INSTRUCTION:
Copy everything from the line containing "[locate] chimney (a" down to the line containing "<point>332,211</point>", swapping "pin" for "marker" throughout and leaving all else unchanged.

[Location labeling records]
>> begin
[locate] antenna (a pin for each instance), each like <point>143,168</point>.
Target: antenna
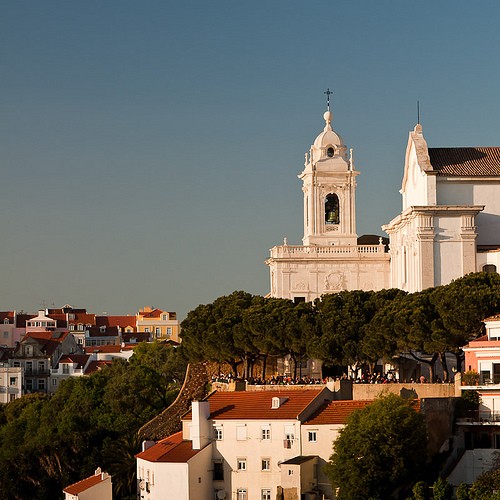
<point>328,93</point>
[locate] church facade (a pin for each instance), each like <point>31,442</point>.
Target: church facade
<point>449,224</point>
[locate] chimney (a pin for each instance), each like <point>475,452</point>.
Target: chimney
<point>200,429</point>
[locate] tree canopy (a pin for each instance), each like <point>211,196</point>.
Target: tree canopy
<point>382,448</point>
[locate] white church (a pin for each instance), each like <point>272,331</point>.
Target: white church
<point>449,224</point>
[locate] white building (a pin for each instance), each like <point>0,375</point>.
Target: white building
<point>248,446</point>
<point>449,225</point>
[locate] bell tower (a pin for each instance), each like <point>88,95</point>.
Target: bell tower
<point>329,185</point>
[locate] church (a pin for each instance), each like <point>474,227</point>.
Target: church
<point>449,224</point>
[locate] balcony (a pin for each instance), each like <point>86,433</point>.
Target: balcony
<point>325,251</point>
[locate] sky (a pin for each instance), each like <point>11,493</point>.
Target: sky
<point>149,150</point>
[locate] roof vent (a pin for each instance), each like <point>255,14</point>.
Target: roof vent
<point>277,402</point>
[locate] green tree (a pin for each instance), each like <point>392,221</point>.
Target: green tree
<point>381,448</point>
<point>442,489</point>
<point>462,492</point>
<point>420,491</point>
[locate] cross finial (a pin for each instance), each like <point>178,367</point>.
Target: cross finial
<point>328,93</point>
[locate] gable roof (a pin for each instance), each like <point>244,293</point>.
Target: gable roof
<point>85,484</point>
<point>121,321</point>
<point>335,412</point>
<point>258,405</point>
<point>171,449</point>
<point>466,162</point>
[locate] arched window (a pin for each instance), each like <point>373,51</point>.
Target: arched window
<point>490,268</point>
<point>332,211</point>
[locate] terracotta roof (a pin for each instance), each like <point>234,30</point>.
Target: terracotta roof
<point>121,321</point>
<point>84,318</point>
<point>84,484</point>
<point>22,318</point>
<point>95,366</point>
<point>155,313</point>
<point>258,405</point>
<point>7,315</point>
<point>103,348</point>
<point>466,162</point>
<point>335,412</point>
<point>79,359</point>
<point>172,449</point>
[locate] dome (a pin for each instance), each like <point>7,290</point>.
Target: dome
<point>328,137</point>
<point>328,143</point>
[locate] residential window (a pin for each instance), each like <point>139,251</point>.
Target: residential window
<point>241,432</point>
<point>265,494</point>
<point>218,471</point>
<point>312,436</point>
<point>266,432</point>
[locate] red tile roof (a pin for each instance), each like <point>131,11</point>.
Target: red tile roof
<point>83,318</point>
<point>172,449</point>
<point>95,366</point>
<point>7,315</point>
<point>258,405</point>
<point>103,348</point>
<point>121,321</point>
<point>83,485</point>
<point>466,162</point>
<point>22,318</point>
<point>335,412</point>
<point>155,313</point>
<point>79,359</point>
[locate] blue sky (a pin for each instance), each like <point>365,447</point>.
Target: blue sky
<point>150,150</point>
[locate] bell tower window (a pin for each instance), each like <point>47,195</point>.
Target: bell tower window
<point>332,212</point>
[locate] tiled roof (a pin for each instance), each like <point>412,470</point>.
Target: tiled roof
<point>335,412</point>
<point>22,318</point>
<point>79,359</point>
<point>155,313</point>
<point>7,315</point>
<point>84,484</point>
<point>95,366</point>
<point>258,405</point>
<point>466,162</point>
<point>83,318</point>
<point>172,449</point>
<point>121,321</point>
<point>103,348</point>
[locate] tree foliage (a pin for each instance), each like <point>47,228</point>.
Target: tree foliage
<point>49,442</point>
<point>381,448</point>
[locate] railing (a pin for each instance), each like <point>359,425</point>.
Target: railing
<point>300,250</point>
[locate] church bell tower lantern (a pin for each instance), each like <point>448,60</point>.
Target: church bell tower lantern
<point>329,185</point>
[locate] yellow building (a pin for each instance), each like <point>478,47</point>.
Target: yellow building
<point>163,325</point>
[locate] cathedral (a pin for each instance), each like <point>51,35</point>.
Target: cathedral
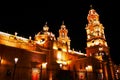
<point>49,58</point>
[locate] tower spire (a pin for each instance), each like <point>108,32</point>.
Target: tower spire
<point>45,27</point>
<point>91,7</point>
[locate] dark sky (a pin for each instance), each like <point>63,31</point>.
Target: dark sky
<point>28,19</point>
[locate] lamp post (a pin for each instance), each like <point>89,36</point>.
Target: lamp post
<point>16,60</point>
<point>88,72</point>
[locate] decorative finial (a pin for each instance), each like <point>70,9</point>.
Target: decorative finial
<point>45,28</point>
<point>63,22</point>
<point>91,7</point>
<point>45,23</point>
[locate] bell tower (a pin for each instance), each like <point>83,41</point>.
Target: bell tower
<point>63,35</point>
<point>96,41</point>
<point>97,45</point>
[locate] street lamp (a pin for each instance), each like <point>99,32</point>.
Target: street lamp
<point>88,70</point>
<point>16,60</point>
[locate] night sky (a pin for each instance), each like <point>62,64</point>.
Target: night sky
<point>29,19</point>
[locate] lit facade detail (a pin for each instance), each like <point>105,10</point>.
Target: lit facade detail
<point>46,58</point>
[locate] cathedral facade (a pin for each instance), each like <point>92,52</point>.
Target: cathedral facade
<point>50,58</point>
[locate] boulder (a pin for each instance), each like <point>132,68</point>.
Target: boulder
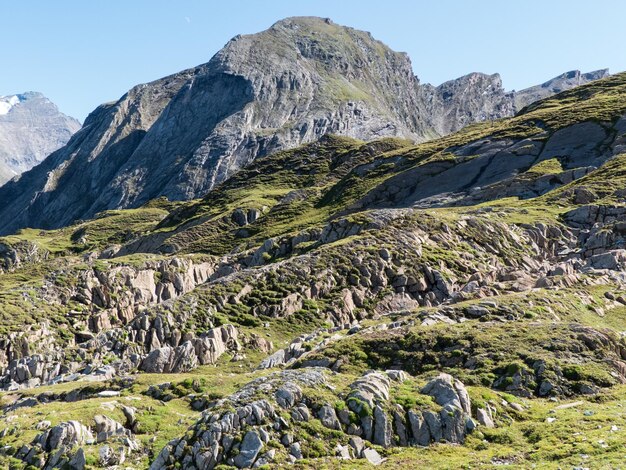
>> end
RESPONSE BELOW:
[locate] chimney (a marker for each instance), each like <point>475,452</point>.
Target: chimney
<point>200,429</point>
[locate] tree canopy (a marker for each instance), each like <point>211,196</point>.
Target: tree canopy
<point>382,448</point>
[locate] white church (a marker for each instance), each like <point>272,331</point>.
Target: white church
<point>449,224</point>
[locate] white building (a marker for each instance), each like <point>0,375</point>.
Target: white building
<point>248,446</point>
<point>449,225</point>
[locate] bell tower (a marker for each instance), each like <point>88,95</point>.
Target: bell tower
<point>329,185</point>
[locate] church (a marker for each instance), each like <point>474,227</point>.
Target: church
<point>449,224</point>
[locate] balcony (a marker for each instance), each like <point>86,433</point>.
Target: balcony
<point>325,251</point>
[locate] sky (a marker for each instance), each like <point>11,493</point>.
Target: sky
<point>149,150</point>
[locate] roof vent (a marker for each instance), each like <point>255,14</point>.
Target: roof vent
<point>277,402</point>
[locate] green tree (a marker for each instance), each like <point>392,221</point>.
Target: green tree
<point>381,448</point>
<point>442,489</point>
<point>462,492</point>
<point>420,491</point>
[locate] cross finial (a marker for each instance), each like <point>178,367</point>.
Target: cross finial
<point>328,93</point>
[locate] gable roof (a marker for each instance), each like <point>244,293</point>.
Target: gable roof
<point>85,484</point>
<point>121,321</point>
<point>335,412</point>
<point>258,405</point>
<point>171,449</point>
<point>466,162</point>
[locate] arched window (a marker for each instance), each like <point>373,51</point>.
Target: arched window
<point>490,268</point>
<point>332,211</point>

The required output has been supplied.